╭──
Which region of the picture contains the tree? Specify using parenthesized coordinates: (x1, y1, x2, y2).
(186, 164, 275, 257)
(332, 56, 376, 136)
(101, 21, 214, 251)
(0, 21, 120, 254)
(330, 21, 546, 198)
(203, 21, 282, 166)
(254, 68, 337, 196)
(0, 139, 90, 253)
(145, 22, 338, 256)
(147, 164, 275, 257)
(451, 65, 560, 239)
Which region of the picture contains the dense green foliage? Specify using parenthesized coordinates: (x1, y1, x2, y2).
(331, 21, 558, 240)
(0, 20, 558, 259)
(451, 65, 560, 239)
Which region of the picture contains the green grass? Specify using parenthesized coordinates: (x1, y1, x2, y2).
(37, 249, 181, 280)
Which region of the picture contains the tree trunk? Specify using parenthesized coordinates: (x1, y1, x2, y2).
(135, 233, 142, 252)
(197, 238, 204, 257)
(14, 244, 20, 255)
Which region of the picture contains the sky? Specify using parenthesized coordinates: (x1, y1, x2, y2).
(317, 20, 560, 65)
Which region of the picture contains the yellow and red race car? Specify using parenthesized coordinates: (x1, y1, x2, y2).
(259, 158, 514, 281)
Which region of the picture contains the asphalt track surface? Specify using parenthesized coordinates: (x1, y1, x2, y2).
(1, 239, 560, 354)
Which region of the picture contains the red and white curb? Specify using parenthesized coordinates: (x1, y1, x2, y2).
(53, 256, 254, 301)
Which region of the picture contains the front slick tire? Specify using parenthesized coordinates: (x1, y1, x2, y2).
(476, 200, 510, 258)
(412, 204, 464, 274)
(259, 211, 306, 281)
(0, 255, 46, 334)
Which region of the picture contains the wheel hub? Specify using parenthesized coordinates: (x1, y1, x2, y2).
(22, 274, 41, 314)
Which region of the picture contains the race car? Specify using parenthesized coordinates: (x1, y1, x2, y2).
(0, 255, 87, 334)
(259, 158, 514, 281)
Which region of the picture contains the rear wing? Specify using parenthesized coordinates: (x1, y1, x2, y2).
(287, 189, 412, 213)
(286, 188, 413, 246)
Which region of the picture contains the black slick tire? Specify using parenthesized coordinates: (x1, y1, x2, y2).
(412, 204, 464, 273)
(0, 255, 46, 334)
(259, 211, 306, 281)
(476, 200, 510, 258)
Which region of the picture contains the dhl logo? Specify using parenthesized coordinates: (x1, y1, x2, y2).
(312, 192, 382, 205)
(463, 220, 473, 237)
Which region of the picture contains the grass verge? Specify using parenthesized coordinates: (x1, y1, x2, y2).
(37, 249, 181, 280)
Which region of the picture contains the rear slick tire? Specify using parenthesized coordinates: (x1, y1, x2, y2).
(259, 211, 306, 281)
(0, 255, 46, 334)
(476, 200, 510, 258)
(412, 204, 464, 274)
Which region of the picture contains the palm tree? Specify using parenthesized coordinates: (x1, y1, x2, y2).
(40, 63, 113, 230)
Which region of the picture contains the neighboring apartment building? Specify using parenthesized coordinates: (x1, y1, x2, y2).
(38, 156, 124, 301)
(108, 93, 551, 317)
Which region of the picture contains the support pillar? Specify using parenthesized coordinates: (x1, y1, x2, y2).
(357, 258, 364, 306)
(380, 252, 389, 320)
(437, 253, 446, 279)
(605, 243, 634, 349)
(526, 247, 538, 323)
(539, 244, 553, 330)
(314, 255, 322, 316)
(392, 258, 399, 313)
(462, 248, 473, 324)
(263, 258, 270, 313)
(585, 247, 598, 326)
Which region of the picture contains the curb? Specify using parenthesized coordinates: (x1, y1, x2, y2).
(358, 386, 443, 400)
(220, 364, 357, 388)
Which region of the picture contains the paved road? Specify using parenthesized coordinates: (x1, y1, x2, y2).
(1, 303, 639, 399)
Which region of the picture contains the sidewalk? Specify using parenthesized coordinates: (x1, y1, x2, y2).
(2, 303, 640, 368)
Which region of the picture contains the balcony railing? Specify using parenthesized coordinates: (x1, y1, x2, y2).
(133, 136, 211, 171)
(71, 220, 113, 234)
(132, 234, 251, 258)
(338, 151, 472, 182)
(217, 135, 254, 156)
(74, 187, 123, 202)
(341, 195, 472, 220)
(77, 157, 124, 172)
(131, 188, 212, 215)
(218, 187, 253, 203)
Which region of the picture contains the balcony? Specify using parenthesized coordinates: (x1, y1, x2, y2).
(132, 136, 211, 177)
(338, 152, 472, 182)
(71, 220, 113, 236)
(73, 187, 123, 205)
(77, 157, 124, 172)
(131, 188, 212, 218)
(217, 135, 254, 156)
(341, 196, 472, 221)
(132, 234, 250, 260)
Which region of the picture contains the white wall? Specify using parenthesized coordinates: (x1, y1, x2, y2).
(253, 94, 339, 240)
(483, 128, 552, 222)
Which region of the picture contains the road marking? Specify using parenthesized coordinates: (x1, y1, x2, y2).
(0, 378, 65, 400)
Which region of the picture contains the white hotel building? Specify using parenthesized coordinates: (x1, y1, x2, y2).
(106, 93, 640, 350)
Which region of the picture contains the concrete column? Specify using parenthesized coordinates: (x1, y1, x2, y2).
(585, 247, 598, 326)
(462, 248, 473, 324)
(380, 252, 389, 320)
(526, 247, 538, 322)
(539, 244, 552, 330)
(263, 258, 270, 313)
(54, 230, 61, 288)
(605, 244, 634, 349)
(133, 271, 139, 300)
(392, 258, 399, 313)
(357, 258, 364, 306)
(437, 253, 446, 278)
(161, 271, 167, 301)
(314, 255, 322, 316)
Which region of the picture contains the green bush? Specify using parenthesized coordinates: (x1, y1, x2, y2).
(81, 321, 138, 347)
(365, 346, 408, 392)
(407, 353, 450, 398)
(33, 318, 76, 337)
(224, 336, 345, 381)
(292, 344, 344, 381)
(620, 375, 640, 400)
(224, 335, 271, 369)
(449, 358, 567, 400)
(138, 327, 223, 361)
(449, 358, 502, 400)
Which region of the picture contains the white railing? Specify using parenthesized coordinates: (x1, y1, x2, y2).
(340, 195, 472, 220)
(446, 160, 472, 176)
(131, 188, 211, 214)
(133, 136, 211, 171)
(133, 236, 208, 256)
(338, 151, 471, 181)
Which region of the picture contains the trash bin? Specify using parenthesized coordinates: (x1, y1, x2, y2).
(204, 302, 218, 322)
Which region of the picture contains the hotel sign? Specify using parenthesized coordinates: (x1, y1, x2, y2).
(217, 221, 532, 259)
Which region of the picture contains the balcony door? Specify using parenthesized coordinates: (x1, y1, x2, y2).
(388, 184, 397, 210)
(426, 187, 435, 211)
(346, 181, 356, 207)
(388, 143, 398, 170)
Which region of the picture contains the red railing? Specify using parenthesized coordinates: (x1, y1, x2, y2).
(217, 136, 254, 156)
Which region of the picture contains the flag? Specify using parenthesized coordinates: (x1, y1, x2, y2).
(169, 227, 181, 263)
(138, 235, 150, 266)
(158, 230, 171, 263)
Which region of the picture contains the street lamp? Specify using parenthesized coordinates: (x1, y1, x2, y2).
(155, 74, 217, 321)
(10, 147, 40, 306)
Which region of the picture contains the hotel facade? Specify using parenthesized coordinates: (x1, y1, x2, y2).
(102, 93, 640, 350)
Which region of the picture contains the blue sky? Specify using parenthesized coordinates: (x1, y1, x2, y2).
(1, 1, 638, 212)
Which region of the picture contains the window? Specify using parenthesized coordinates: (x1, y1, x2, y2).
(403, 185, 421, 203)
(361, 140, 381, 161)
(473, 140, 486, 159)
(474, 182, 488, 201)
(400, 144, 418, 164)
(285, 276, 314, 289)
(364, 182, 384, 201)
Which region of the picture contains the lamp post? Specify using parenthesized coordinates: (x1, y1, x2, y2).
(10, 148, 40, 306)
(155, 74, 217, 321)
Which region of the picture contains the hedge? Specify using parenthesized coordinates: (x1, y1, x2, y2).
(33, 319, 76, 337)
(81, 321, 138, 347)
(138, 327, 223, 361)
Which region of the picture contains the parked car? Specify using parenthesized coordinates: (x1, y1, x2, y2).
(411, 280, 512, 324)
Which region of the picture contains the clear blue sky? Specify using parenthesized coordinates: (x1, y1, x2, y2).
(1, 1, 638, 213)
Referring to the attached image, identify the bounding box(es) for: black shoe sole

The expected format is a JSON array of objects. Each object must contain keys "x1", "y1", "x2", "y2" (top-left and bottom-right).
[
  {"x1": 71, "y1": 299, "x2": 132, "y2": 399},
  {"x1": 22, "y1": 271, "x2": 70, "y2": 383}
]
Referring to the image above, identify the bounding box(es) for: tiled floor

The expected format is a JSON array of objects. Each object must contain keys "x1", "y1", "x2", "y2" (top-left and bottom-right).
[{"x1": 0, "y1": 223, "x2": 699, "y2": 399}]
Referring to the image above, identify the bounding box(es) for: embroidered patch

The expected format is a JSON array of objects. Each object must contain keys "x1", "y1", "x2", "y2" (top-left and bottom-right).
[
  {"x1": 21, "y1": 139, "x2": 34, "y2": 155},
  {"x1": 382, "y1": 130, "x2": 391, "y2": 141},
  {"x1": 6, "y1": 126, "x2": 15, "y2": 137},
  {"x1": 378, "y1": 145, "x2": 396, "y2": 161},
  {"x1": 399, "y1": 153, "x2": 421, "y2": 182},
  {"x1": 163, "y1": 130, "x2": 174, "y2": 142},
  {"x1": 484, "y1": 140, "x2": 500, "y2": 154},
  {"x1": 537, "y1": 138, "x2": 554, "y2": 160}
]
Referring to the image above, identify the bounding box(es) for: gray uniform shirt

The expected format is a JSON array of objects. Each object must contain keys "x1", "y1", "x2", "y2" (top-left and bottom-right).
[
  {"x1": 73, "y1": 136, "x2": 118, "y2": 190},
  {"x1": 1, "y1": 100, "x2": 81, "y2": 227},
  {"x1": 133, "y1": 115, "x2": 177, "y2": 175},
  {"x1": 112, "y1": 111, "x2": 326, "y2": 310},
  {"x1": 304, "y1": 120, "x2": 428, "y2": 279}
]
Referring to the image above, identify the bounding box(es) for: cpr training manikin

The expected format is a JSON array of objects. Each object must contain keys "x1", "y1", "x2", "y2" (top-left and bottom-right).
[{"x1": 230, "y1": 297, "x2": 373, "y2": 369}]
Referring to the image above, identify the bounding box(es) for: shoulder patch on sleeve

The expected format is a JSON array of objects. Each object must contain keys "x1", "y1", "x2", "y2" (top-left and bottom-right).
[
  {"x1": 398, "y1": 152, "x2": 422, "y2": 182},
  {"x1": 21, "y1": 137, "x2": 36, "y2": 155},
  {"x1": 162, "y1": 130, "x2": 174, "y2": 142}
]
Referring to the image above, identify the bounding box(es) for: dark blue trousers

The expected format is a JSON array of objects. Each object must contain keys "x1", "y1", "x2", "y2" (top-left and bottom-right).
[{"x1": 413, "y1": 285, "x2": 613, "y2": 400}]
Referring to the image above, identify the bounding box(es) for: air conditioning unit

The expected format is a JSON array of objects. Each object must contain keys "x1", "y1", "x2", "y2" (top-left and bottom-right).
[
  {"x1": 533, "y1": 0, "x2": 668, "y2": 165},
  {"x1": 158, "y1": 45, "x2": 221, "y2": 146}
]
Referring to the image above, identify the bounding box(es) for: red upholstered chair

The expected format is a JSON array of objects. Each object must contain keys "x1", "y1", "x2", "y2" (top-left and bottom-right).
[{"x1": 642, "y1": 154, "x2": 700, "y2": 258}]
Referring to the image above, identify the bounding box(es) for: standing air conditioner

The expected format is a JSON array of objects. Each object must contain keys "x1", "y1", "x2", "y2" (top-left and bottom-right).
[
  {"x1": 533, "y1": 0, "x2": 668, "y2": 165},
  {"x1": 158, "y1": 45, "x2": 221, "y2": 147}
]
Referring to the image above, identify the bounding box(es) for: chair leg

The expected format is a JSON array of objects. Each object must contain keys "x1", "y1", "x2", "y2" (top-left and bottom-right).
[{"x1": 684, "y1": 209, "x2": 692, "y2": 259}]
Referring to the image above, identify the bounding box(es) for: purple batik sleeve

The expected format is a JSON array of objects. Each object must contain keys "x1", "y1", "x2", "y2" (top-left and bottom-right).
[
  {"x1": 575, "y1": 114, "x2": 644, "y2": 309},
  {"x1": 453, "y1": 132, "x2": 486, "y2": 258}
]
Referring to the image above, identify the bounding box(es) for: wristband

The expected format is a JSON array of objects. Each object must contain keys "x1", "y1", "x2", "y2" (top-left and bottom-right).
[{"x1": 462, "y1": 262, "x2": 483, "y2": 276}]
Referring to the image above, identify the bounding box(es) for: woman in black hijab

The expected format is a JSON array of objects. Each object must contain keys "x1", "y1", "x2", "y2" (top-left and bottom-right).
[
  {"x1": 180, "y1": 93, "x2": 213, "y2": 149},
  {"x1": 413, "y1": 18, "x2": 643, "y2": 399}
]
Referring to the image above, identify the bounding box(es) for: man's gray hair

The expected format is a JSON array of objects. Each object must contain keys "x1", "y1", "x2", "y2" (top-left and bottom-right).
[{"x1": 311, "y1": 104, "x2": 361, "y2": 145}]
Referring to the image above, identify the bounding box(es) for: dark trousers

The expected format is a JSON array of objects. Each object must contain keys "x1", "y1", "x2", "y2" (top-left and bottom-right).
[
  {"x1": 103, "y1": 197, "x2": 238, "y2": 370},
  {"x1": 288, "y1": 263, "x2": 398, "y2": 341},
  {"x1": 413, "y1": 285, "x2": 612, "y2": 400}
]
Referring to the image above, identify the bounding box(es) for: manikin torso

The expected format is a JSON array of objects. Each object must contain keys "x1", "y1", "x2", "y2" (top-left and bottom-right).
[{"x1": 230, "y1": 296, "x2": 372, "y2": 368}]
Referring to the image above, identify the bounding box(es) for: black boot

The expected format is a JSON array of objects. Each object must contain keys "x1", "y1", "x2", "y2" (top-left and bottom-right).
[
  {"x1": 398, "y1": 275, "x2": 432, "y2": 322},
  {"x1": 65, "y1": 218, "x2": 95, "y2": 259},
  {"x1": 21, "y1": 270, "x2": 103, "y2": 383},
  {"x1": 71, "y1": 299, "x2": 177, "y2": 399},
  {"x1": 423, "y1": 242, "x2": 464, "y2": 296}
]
╰──
→ Exercise brief:
Checking the material above line by line, count those that include the string "trousers". Give the number alone.

→ Result of the exercise:
2